(Source data)
|---|

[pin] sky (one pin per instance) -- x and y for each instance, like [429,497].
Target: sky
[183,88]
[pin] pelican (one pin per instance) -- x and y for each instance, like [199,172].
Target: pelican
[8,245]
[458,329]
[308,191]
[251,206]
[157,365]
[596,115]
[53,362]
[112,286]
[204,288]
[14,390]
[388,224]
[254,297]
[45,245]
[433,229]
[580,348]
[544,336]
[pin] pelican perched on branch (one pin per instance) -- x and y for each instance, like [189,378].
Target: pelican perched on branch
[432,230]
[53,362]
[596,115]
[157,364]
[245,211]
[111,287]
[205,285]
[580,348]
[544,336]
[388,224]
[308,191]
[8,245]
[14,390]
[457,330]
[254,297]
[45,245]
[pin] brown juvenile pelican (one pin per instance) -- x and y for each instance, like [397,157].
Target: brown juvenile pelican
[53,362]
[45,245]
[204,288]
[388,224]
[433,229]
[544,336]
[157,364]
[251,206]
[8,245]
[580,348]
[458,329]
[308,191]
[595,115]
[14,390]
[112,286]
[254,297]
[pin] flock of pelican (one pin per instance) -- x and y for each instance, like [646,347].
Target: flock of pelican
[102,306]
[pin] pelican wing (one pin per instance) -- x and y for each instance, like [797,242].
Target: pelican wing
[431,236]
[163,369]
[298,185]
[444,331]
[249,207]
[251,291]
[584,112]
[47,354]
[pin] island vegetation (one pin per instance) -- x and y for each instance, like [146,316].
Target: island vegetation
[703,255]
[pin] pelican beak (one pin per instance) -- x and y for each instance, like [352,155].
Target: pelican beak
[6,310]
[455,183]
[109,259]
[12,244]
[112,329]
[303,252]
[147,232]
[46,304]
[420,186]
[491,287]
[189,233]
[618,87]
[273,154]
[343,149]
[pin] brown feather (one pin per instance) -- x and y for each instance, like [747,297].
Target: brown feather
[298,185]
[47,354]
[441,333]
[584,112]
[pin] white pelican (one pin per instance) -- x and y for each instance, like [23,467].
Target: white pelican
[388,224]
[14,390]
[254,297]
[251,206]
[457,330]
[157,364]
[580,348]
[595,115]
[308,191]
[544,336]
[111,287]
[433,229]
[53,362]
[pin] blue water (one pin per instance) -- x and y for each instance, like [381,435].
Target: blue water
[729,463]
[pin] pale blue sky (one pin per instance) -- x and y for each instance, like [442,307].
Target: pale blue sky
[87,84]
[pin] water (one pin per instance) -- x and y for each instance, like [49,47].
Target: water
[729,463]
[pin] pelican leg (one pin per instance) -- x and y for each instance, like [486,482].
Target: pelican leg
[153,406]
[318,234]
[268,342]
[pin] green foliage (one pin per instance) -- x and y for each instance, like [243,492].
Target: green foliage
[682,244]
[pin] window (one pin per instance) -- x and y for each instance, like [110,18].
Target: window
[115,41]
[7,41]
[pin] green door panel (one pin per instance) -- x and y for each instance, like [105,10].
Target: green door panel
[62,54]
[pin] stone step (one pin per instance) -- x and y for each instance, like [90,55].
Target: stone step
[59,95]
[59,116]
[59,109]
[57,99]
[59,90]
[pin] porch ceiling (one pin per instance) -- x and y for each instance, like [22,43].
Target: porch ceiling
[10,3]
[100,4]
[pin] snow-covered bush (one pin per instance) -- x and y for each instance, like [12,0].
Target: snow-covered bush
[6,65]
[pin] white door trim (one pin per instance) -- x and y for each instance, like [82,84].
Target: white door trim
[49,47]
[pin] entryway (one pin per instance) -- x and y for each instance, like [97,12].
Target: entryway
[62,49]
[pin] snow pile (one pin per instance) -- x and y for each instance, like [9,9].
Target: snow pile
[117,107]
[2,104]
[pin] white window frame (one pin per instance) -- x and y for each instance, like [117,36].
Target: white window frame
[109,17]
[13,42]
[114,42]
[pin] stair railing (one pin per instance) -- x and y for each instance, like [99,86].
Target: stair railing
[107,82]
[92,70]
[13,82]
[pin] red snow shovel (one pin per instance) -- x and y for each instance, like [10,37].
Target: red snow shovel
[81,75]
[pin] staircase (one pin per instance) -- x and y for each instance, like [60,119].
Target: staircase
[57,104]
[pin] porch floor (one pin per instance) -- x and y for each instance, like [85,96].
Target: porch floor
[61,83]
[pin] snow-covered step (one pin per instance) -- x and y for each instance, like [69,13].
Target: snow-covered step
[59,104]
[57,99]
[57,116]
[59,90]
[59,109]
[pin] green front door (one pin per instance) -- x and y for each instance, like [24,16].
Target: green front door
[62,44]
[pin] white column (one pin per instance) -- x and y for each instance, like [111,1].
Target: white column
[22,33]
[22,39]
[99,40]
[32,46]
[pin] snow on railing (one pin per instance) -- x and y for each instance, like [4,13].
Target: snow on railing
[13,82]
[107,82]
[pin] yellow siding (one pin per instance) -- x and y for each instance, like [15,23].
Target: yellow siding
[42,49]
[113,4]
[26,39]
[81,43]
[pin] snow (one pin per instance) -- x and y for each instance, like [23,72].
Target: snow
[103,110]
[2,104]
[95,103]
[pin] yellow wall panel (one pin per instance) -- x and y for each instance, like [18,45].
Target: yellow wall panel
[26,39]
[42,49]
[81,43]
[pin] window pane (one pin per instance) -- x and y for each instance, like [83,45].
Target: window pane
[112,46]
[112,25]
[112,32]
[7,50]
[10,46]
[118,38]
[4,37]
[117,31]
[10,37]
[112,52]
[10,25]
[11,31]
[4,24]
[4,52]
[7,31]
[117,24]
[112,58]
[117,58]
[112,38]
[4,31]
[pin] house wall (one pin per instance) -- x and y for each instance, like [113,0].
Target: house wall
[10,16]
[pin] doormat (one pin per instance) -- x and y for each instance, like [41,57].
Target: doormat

|---|

**Task item**
Once you have read the records above, set each one down again exactly.

**Task output**
[pin] sky (one pin per instance) -- x and y for each instance, like [429,497].
Target: sky
[183,88]
[pin] pelican (one pin per instance) -- x and y for each instance, like [199,172].
Target: pelican
[8,245]
[458,329]
[308,191]
[251,206]
[157,365]
[596,115]
[53,362]
[112,286]
[204,288]
[14,390]
[388,224]
[254,297]
[45,245]
[433,229]
[580,348]
[544,336]
[pin] pelican perched on branch (one pin per instance) -- x and y for each instance, like [189,378].
Target: pelican perched on branch
[432,230]
[53,362]
[596,115]
[157,364]
[245,211]
[111,287]
[205,285]
[580,348]
[544,336]
[388,224]
[308,191]
[8,245]
[14,390]
[457,330]
[254,297]
[45,245]
[pin] brown juvenile pelican (one pin per instance) -- x and y for each instance, like [397,157].
Target: brown juvenile pelican
[53,362]
[45,245]
[204,288]
[388,224]
[433,229]
[544,336]
[157,364]
[251,206]
[8,245]
[580,348]
[458,329]
[308,191]
[595,115]
[14,390]
[112,286]
[254,297]
[pin] flock of pelican (one pin per instance) -- x and y for each instance, like [646,347].
Target: flock of pelican
[102,306]
[pin] pelican wing (one pin per instance) -- x and y for each instance, like [797,242].
Target: pelican wing
[431,236]
[163,369]
[298,185]
[444,331]
[249,207]
[251,291]
[584,112]
[47,354]
[pin] island vegetation (one pin per instance) -- x and y for each instance, like [146,316].
Target: island vegetation
[703,255]
[pin] pelican beak (one pin per instance) -- x and y for each instance, like [352,155].
Target: pelican beak
[6,310]
[455,183]
[109,259]
[12,244]
[112,329]
[303,252]
[147,232]
[46,304]
[420,186]
[491,287]
[189,233]
[618,87]
[273,154]
[343,149]
[pin] brown feather (one pin per instance) -- x and y for each instance, like [747,297].
Target: brown feather
[298,185]
[47,354]
[441,333]
[584,112]
[pin] white pelican (one pin per instance) -- x and y for each instance, like [23,467].
Target: white pelican
[388,224]
[14,390]
[254,297]
[251,206]
[457,330]
[157,364]
[580,348]
[595,115]
[308,191]
[544,336]
[111,287]
[433,229]
[53,362]
[pin] blue water (one pin per instance) -- x and y for each instance, like [381,435].
Target: blue water
[729,463]
[pin] pale blue sky (one pin per instance) -- x and y for each instance, like [442,307].
Target: pale blue sky
[87,84]
[pin] water (one pin per instance) -- x and y for each instance, like [49,47].
Target: water
[729,463]
[pin] pelican leg (one pin per instance) -- x and y for each instance, like [486,482].
Target: pelican leg
[153,406]
[318,234]
[268,342]
[pin] green foliage (one pin per instance) -- x and y for each instance, like [243,492].
Target: green foliage
[682,244]
[pin] window (one pin per instance) -- x and y for each instance, like [110,18].
Target: window
[115,41]
[7,41]
[pin] green door panel (one pin per instance) -- x and y for each instance, like [105,10].
Target: green door panel
[62,54]
[pin] stone step (one pin per instance) -- x and y for each instance, like [90,55].
Target: stone step
[59,95]
[59,116]
[59,109]
[57,99]
[59,90]
[pin] porch ceiling (one pin per instance) -- x and y for each instance, like [22,43].
Target: porch ceiling
[10,3]
[100,4]
[pin] snow-covered bush (one pin per instance) -- x and y for each instance, like [12,0].
Target: snow-covered bush
[6,65]
[pin] white door trim (one pin per instance) -- x and y for each instance, like [82,84].
Target: white door trim
[49,47]
[pin] entryway (one pin per instance) -- x and y for each instance, like [97,12].
Target: entryway
[62,49]
[pin] snow pile (one pin per instance) -- x and y for each instance, like [9,9].
Target: snow pile
[117,107]
[2,104]
[pin] white window frame (one pin per instance) -- x and y for each instance, like [117,36].
Target: white window frame
[109,17]
[13,42]
[114,42]
[pin] stair railing (one pin per instance) -- x and y for each instance, like [99,86].
Target: stair railing
[107,82]
[92,70]
[13,82]
[pin] red snow shovel (one pin per instance) -- x and y for each instance, like [10,37].
Target: red snow shovel
[81,75]
[pin] staircase (one pin per instance) -- x and y for each instance, like [60,119].
Target: staircase
[57,104]
[pin] porch floor (one pin per instance) -- x and y for each instance, like [85,96].
Target: porch floor
[61,83]
[pin] snow-covered step (one pin per instance) -- x and y for each instance, like [69,13].
Target: snow-covered step
[59,104]
[57,99]
[57,116]
[59,90]
[59,109]
[pin] green front door (one pin per instance) -- x and y for each instance, like [24,16].
Target: green front door
[62,44]
[pin] white column (one pin per instance) -- x and y for each instance, like [111,1].
Target: white column
[22,33]
[22,39]
[99,40]
[32,46]
[pin] snow on railing (one pin per instance) -- x and y for each instance, like [4,13].
Target: snow on railing
[13,82]
[107,82]
[pin] yellow siding (one pin per instance) -- x and y for each instance, like [15,23].
Target: yellow siding
[42,49]
[113,4]
[26,39]
[81,43]
[pin] snow (one pin per instance) -- x and y for each instance, like [23,72].
Target: snow
[103,110]
[2,104]
[95,103]
[pin] yellow wall panel (one pin per instance) -- x and y for each instance, like [18,45].
Target: yellow wall panel
[26,39]
[42,49]
[81,43]
[pin] window pane (one pin per instance) -- x and y for each instance, like [83,45].
Target: window pane
[112,46]
[112,25]
[112,32]
[7,50]
[10,46]
[118,38]
[4,37]
[117,31]
[10,37]
[112,52]
[10,25]
[11,31]
[4,24]
[4,52]
[7,31]
[117,24]
[112,58]
[117,58]
[112,38]
[4,31]
[pin] house wall (one pin per instance) -- x and y for each instance, like [113,0].
Target: house wall
[10,16]
[pin] doormat (one pin per instance) -- x and y for each instance, like [41,57].
Target: doormat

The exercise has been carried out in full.